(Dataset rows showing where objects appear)
= = = = =
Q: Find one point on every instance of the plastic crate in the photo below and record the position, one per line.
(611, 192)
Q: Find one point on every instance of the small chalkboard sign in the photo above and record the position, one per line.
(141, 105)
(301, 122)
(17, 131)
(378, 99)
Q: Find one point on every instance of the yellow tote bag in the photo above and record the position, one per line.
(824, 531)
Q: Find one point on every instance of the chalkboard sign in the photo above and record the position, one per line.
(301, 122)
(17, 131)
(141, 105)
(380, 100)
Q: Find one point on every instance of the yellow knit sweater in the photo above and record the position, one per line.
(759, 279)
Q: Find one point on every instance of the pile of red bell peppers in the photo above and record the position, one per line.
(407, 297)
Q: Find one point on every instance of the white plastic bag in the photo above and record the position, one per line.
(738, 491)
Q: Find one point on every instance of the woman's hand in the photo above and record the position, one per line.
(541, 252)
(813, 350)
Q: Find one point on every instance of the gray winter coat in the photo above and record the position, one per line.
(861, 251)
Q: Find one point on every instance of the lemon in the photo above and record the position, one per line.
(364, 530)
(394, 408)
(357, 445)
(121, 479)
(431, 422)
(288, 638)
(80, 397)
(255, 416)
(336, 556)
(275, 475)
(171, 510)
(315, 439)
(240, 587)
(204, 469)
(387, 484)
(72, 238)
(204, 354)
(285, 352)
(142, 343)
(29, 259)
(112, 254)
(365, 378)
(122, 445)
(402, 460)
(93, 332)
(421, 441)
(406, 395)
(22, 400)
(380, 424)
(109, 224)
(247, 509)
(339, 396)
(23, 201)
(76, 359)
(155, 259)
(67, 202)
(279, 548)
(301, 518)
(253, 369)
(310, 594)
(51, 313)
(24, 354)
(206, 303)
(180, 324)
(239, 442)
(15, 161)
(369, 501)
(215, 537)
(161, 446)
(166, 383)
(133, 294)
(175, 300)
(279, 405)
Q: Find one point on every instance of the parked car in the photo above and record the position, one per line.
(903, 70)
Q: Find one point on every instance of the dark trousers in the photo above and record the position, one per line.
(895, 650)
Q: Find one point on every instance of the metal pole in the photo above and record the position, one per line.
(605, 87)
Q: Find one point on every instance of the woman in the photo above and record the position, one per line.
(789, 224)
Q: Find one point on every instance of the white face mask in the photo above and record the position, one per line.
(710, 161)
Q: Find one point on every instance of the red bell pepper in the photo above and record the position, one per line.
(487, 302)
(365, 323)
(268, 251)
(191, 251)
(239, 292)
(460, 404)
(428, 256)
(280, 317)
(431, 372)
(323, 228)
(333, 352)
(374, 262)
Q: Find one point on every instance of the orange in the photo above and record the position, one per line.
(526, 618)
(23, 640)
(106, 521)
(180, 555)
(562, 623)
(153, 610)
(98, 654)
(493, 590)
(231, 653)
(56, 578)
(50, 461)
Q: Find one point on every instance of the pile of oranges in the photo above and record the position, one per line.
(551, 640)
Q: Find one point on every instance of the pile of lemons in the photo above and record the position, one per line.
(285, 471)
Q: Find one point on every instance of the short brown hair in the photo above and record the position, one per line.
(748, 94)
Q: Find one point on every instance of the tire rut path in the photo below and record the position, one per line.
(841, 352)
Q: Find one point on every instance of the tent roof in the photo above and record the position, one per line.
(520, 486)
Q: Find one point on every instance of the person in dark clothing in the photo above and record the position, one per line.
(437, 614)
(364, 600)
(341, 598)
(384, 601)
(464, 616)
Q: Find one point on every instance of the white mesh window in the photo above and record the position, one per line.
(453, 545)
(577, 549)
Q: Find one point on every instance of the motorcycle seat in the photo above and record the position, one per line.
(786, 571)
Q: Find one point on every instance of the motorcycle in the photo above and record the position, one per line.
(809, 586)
= = = = =
▸ Exercise description
Transcribe the entire listing above line by line, reproducing every entry without any change.

▸ Answer
Q: Find one point on every instance of the plastic crate in the photo below and record the position, one per line.
(611, 192)
Q: Find one point on every instance of the small chalkboard sign in the photo above and record the position, one per line.
(141, 105)
(301, 122)
(17, 131)
(378, 99)
Q: Find one point on every instance of the yellow tote bag in the photo above and record the position, one per line.
(824, 531)
Q: Find one point on every instance of the chalkboard sign in the photo above and record the position, one per line.
(301, 122)
(17, 131)
(141, 105)
(380, 100)
Q: Find one point on every instance of the yellow knit sweater in the photo above and record the position, one per line.
(759, 279)
Q: Find one point on every instance of the pile of red bell peppers in the photo above and record the position, one per line.
(407, 297)
Q: Find one point on every instance of the white plastic bag in the photo above and record the position, one per line.
(738, 491)
Q: Find one point on every instance of the woman's hand in the photo above and record the position, one per line.
(541, 252)
(813, 350)
Q: Find one point on every instance of the gray winter coat in the photo above and record the position, one per line.
(861, 251)
Q: Find one point on every instance of the lemon in the photo above and record the position, one per line.
(364, 530)
(394, 408)
(357, 445)
(121, 479)
(431, 422)
(288, 638)
(80, 397)
(255, 416)
(336, 556)
(275, 475)
(171, 510)
(315, 439)
(240, 587)
(204, 469)
(387, 484)
(72, 238)
(204, 354)
(285, 352)
(142, 343)
(29, 259)
(112, 254)
(365, 378)
(122, 445)
(402, 460)
(93, 332)
(421, 441)
(406, 395)
(22, 400)
(380, 424)
(109, 224)
(247, 509)
(339, 396)
(23, 201)
(76, 359)
(155, 259)
(67, 202)
(279, 548)
(301, 518)
(253, 369)
(310, 594)
(51, 313)
(24, 354)
(206, 303)
(180, 324)
(239, 442)
(15, 161)
(369, 501)
(215, 537)
(161, 446)
(166, 383)
(133, 294)
(175, 300)
(279, 405)
Q: Find one point on every instance of the parked car in the photo above and record the position, one per line.
(903, 70)
Q: Find one point on every instance of the dark trousers in the photo above and record the position, one per line.
(895, 650)
Q: Find one point on every instance of the metal pole in the photo above and record the position, one per line.
(605, 87)
Q: Find one point on every instance of the woman in the photo above and record the position, one per line.
(789, 224)
Q: Find one point on every instance of the white face mask in the photo above and record the position, one per line.
(710, 161)
Q: Find one point on every instance of the red bell pepper in the photo above and record the position, one per line.
(487, 302)
(365, 323)
(268, 251)
(191, 251)
(239, 292)
(460, 404)
(428, 256)
(280, 317)
(431, 372)
(323, 228)
(333, 352)
(374, 262)
Q: Find one point on every instance of the orange in the photo above and record the position, one per line.
(526, 618)
(23, 640)
(106, 521)
(180, 555)
(562, 623)
(153, 610)
(98, 654)
(493, 590)
(231, 653)
(56, 578)
(50, 461)
Q: Find one point on every instance of the pile of oranges in the photo above and record the position, one per line.
(551, 640)
Q: Find one point on every instance of the pile of lemons in the photo above and record the position, one per line.
(285, 471)
Q: Find one point on every instance of the short brown hair in the photo above and record the position, one per line.
(748, 94)
Q: Find one point on every instance of the tire rut path in the photo below and record the position, one per line.
(841, 352)
Q: Find one point on every instance of the tent roof in the photo above and record the position, one per line.
(520, 486)
Q: Find one point on every instance of the person in dark clothing in the photo above and record the position, one per line.
(437, 614)
(364, 600)
(341, 598)
(384, 601)
(464, 616)
Q: Find one point on every instance of the white mesh window in the photo above and record the position, one per line.
(453, 545)
(577, 549)
Q: Find one point on every instance of the motorcycle seat in the photo above and record the position, one per line.
(786, 571)
Q: Find one point on every instance of the motorcycle in the photo above and record the position, one per line.
(809, 586)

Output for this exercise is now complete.